The problem —
After finding the line with "Query: steep cliff" in the entries below, retype exactly each line from there through the line with "column 4, row 273", including that final line.

Records for processing —

Segment Open

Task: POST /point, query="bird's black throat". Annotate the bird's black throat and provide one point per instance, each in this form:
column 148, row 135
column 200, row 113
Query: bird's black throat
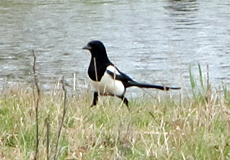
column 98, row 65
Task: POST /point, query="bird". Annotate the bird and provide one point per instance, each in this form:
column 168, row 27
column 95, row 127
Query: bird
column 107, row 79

Segment Closed
Segment Open

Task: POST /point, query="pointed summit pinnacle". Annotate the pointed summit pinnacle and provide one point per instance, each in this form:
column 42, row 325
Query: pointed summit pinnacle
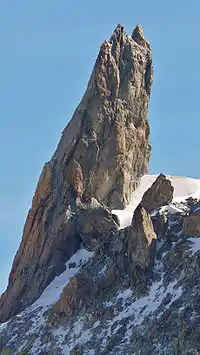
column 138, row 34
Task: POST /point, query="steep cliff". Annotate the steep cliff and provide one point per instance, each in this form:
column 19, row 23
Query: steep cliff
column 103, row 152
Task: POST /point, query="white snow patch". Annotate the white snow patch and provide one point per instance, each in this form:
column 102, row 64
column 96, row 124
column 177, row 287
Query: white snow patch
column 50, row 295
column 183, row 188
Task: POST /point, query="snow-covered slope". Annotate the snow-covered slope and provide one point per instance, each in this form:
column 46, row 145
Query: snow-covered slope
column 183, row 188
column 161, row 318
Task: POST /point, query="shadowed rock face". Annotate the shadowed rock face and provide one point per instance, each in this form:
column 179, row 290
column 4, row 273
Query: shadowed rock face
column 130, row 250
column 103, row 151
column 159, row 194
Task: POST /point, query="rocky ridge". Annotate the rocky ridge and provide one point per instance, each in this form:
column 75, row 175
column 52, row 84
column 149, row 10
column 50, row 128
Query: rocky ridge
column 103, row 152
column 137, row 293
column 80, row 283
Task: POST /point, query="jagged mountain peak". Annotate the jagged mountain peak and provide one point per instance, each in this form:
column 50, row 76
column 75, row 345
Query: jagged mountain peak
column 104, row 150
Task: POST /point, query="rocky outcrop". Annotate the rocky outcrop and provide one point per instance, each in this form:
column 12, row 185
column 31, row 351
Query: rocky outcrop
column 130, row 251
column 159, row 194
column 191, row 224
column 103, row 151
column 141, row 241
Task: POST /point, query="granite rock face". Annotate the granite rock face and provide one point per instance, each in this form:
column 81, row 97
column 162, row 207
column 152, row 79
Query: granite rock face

Segment Closed
Segment Open

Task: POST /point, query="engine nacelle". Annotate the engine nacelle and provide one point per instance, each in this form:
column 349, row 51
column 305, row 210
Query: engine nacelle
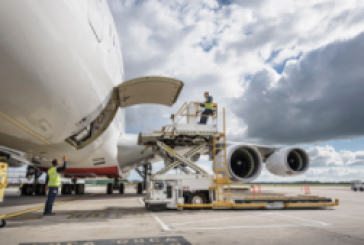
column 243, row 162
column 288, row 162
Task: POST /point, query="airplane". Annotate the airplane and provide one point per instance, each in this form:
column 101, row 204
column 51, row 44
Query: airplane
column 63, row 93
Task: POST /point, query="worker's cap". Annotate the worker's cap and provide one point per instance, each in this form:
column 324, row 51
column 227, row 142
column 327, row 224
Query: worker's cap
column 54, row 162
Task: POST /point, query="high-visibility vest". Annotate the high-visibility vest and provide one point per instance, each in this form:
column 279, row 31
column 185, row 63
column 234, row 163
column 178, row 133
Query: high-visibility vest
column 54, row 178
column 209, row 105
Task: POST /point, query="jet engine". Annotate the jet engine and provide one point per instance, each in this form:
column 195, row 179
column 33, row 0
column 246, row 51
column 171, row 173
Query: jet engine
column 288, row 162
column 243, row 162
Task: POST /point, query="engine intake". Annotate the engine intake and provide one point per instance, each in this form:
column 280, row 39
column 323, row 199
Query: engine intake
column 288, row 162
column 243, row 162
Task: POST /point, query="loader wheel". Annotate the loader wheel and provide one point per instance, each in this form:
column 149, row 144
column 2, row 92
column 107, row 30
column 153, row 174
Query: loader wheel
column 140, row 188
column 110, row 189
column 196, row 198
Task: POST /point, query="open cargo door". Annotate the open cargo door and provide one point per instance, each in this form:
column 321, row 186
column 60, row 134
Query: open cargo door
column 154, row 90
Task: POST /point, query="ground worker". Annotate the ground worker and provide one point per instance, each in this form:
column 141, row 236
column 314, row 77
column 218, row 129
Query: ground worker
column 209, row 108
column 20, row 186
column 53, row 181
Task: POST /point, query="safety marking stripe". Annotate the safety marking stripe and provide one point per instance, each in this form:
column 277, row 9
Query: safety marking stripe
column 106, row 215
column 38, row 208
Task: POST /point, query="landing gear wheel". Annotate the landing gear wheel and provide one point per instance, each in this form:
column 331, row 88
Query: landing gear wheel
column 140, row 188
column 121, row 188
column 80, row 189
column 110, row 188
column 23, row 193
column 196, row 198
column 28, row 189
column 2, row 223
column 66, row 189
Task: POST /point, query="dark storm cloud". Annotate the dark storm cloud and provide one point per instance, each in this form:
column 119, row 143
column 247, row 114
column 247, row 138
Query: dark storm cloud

Segment Closed

Finished exercise —
Query: steep cliff
column 103, row 152
Task: POST /point, query="white snow patch". Annotate the white snow patch and provide one point per instance, each in this form:
column 102, row 64
column 96, row 124
column 177, row 287
Query: white snow patch
column 50, row 295
column 183, row 188
Task: POST /point, query="snow-covered slope". Annotate the snow-covered slope and provide one point per instance, each in this form:
column 46, row 145
Query: snow-covered slope
column 183, row 188
column 161, row 318
Task: POST /point, query="shadowed rock face". Annotate the shadowed rock face and provide one point per instance, each in this form:
column 179, row 290
column 4, row 273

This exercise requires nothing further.